INPUT:
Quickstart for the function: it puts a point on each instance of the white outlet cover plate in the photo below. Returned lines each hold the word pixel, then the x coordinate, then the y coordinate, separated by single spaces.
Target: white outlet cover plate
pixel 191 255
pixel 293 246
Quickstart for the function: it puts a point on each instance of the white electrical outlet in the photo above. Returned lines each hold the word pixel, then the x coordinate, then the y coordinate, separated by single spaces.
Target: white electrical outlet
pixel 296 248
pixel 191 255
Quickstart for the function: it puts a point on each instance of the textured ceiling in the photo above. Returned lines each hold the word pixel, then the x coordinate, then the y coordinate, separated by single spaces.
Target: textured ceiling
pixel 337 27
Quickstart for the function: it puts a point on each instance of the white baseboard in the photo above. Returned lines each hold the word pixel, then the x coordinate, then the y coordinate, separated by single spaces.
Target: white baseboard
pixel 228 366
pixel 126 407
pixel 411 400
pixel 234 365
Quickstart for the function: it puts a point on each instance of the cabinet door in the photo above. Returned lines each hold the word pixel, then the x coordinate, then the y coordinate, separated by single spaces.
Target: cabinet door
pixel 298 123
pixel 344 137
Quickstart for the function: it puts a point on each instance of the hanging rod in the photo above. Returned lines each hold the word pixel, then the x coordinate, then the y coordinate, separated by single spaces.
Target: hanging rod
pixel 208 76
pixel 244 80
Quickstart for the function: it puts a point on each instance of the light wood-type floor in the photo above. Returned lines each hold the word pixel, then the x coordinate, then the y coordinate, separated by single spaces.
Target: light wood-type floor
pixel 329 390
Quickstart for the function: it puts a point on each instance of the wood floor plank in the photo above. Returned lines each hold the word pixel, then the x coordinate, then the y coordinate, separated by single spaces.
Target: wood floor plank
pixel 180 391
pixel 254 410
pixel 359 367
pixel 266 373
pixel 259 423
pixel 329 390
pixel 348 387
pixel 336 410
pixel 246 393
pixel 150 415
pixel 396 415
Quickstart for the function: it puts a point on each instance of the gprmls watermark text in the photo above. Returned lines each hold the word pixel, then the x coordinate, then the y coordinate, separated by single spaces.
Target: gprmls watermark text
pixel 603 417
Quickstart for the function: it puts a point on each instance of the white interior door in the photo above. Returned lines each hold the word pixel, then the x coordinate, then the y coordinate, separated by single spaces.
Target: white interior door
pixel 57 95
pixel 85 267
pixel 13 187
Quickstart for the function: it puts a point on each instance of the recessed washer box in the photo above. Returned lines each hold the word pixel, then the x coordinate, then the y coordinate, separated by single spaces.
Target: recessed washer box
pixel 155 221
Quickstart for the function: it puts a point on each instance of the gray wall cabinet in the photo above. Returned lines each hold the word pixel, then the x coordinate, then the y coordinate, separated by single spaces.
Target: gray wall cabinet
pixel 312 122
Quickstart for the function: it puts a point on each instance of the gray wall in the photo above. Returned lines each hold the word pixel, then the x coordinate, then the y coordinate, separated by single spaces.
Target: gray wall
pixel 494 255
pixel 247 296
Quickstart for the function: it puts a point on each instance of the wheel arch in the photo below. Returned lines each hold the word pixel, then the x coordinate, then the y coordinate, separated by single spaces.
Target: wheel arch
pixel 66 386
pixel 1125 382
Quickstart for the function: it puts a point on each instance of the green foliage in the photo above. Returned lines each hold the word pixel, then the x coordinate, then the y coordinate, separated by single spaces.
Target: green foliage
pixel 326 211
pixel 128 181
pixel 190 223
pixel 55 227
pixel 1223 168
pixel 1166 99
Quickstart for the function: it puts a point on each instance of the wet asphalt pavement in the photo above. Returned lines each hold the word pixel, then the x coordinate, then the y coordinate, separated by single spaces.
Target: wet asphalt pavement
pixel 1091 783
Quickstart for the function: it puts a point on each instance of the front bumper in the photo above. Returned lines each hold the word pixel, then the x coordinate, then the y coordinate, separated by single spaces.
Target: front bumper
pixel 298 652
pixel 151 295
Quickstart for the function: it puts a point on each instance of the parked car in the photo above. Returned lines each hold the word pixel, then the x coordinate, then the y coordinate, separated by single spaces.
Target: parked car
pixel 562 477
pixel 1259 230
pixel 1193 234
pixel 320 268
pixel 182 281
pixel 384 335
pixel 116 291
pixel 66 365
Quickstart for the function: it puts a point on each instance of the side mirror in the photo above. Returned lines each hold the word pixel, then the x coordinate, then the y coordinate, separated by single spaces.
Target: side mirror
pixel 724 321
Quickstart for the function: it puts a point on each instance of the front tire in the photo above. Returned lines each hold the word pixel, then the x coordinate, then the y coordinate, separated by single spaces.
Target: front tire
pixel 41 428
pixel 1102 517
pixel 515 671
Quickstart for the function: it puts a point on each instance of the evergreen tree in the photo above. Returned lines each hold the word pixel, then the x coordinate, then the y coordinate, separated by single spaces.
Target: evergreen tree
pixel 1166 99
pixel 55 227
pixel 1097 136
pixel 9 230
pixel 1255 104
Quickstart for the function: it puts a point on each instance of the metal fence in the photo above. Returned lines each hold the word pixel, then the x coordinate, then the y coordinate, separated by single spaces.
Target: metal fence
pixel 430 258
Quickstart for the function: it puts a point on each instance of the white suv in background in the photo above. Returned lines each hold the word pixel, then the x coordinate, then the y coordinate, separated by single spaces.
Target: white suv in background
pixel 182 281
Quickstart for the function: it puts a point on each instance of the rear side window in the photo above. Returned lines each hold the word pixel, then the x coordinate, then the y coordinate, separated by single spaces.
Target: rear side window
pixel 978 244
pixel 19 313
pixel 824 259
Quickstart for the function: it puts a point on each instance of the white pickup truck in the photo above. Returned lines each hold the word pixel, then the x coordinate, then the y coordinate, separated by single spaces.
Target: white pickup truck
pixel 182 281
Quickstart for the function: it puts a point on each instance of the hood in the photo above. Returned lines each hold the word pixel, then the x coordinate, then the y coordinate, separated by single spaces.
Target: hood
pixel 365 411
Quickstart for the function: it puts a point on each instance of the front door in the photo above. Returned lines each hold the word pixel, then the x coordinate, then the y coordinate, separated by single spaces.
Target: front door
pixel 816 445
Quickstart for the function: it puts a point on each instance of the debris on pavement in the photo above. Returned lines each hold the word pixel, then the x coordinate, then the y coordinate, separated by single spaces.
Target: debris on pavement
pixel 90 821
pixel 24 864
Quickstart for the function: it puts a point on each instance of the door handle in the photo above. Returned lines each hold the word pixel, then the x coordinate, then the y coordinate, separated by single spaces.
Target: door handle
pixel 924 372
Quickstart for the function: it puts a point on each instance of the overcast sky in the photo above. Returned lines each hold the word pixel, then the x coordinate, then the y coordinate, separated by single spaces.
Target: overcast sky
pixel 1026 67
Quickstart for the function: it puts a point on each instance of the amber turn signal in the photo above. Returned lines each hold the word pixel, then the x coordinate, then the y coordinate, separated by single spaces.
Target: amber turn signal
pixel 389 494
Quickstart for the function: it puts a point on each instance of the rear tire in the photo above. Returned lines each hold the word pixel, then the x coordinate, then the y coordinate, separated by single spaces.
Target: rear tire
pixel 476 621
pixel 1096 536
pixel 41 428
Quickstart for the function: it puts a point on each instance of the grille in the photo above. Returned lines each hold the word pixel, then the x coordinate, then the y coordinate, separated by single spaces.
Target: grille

OBJECTIVE:
Please put the lines of the listing above into a JSON list of strings, one string per line, starting at the line that contains "the white pickup" and ending at the line that contains "pixel 924 372", both included. Leave out any blank lines.

CORRECT ANSWER:
[
  "Quickstart for the function: it puts a point on each instance of the white pickup truck in the photo above. Returned lines each hold the word pixel, then the x coordinate, then the y coordinate, separated by single spaces.",
  "Target: white pickup truck",
  "pixel 182 281",
  "Quickstart for the function: it puts a point on each instance of the hood in the photo above. Returned lines each hold the word pixel, then the x coordinate, then the y coordinate, separated by single spaces.",
  "Target: hood",
  "pixel 365 411",
  "Quickstart for the function: it puts a point on each instance of the front door in the photo above. Returned lines each hold the word pixel, then the x coordinate, then the y coordinate, separated by single spaces.",
  "Target: front door",
  "pixel 816 445",
  "Quickstart for the function: it puts a point on each instance of the debris on pavement in the photo above. Returned lines each hold the word pixel, then the x coordinate, then the y coordinate, separated by single spaces.",
  "Target: debris on pavement",
  "pixel 90 821",
  "pixel 24 864",
  "Quickstart for the function: it puts a point on each instance of the door handle in the photo above. Returned lines each hold the word pixel, then the x coordinate, then the y coordinate, separated by single spaces.",
  "Target: door handle",
  "pixel 924 372"
]